KUTIPAN PILIHAN:
↓↓↓
Ketiga, BI juga mengeluarkan kebijakan penyesuaian pelaksanaan beberapa ketentuan bank Indonesia sebagai dampak pandemi Covid-19. Kebijakan ini dimaksudkan untuk mengakomodir pemenuhan berbagai kewajiban yang harus dipenuhi oleh para pihak yang berada di bawah pengaturan dan pengawasan BI di sektor moneter, stabilitas sistem keuangan dan sistem pembayaran di tengah penerapan kebijakan percepatan penanganan COVID-19 oleh Pemerintah.
Ketentuan tersebut mengatur area penyesuaian yang meliputi  proses perizinan, penyampaian pelaporan, korespondensi dan/atau pertemuan BI, sanksi-sanksi administratif kepada Eksportir Non-Sumber Daya Alam berupa penangguhan atas pelayanan ekspor, layanan kas Bank Indonesia, biaya Sistem Kliring Nasional Bank Indonesia (SKNBI), penyelenggaraan kartu kredit, dan pemenuhan kewajiban implementasi beberapa ketentuan BI.
Selain penerbitan ketentuan dalam menghadapi dampak Covid-19, BI juga memperpanjang waktu penyampaian tanggapan Consultative Paper (CP), Standar Open API dan Interlink Bank dengan Fintech Bagi PJSP.Â
Namun keseluruhan bauran kebijakan dalam mempertahankan stabilitas sistem keuangan di atas tidaklah cukup apabila tidak terdapat dukungan dari seluruh lapisan bangsa. Oleh karenanya partisipasi aktif kita sebagai masyarakat juga sangat diperlukan untuk dapat menghalau krisis keuangan. Sehingga kita perlu menjadi rumah tangga byang berperilaku baik, sebab kita merupakan salah satu subyek finansial yang terhubung dengan insfrastruktur keuangan. Artinya secara sadar atau tidak sadar kita sangat berkaitan langsung dengan stabilitas sistem keuangan.
Dalam kondisi ketidakpastian seperti ini, selain menjaga kesehatan badan, kita juga perlu untuk menjaga kesehatan keuangan kita. kita dapat meelihat kembali kondisi keuangan kita agar lebih siap jika kodisi seperti ini terulang kembali.
Setidaknya terdapat tiga hal yang perlu dilakukan. Tentunya tiga hal ini merupakan sesuatu yang tidak mudah. Tiga hal ini nantinya juga dapat digunakan untuk melihat sejauh mana kesiapan kita dalam menghadapai kondisi ketidakpastian seperti ini, tentunya menjadi tantangan baru bagi kita dan keluarga.
↑↑↑
DATA YANG DIBERIKAN:
↓↓↓
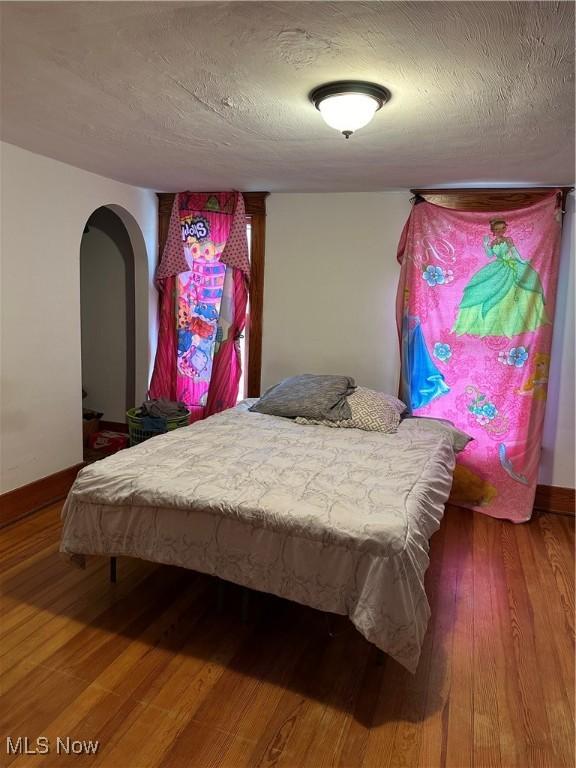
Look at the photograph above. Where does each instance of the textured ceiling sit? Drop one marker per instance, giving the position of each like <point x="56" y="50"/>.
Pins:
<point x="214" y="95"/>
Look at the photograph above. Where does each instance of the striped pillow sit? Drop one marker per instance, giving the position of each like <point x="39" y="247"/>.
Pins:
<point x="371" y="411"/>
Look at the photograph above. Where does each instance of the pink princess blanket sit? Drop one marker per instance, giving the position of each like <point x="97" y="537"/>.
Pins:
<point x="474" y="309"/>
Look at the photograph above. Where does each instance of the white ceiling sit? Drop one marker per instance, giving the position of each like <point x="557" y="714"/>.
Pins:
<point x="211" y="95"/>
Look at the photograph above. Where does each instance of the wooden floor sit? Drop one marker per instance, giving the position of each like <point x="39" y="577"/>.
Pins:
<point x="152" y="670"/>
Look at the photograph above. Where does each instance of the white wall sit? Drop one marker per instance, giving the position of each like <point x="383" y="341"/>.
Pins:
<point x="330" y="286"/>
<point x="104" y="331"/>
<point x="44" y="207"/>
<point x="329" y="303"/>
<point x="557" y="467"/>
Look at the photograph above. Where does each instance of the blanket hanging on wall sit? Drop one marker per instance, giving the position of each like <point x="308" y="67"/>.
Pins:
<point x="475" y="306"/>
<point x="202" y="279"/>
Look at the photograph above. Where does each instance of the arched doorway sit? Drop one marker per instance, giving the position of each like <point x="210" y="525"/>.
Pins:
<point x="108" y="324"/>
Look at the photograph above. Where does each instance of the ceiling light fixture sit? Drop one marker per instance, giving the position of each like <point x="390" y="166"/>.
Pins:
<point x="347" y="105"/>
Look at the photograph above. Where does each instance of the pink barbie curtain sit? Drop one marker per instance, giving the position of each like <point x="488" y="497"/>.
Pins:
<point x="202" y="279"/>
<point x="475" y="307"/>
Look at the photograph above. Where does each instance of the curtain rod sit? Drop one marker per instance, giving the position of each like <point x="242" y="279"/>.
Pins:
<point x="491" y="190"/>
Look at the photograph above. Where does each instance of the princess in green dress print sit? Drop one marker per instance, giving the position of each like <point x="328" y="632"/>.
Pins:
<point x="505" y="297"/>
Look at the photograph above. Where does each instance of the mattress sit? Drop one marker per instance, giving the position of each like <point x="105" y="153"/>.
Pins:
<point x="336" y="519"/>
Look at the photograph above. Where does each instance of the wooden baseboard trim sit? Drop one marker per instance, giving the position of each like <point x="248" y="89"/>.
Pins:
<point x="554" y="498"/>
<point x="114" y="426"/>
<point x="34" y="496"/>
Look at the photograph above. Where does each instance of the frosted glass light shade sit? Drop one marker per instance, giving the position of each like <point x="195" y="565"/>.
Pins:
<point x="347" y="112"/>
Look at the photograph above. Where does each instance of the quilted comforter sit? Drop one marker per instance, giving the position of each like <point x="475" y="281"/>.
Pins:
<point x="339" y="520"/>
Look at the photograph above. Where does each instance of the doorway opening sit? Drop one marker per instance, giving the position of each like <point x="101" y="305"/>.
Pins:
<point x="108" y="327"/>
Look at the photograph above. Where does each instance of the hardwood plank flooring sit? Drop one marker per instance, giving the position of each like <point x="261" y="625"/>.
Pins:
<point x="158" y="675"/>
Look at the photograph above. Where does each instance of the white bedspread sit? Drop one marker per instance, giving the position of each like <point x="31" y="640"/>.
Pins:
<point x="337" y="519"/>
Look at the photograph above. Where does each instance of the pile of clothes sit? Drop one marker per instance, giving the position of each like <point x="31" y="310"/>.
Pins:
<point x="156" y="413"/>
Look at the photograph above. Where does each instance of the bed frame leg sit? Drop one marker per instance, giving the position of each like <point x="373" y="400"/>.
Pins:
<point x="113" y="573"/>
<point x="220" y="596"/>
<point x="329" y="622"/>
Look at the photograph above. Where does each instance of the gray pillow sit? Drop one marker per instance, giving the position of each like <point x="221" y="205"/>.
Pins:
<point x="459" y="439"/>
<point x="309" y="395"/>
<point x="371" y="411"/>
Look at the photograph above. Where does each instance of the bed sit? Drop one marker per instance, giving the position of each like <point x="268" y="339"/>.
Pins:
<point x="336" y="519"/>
↑↑↑
TUGAS YANG DIKERJAKAN: Lanjutkan kutipan tentang kebijakan Bank Indonesia dan kesehatan keuangan keluarga, mulai setelah kalimat terakhirnya. Baris-baris data di atas tidak ada hubungannya dengan kutipan.

JAWABAN LATIHAN:
Mengidentifikasi Kebutuhan Esensial dan Non Esensial
Saat kondisi normal, sebelum virus melanda kita, setiap kegiatan yang kita lakukan membutuhkan pengeluaran yang pada dasarnya dibagi menjadi dua bagian besar. Dua bagian tersebut dapat kita sebut sebagai kebutuhan esensial dan non esensial. Dalam hal ini kita perlu mengIdentifikasi dan membedakan antara pengeluaran-pengeluaran apa saja yang sifatnya bukan kebutuhan hidup 'utama' dan pengeluaran-pengeluran dengan sifat non esensial seperti out door entertainment, olahraga di luar, nonton bioskop, makan di luar yang saat ini terhenti karena harus diam di rumah saja.
Di lain sisi, kebutuhan yang sifatnya untuk bertahan hidup atau pengeluaran yang esensial dan 'harus', seperti belanja sembako, bayar sewa, bayar uang sekolah anak, bayar listrik, bayar pajak, bayar iuran lingkungan dan yang sejenisnya, meskipun kita dibatasi di dalam rumah saja, tetap saja pos-pos tersebut perlu dan harus dibayarkan.
Kita juga harus waspada agar tidak mudah tergiur belanja online. Pada era digital seperti ini, metode pembayaran sudah banyak didominasi oleh pembayaran online. Kemudahan pembayaran elektronik terkadang juga membuat kita kehilangan jejak atas pengeluaran kita.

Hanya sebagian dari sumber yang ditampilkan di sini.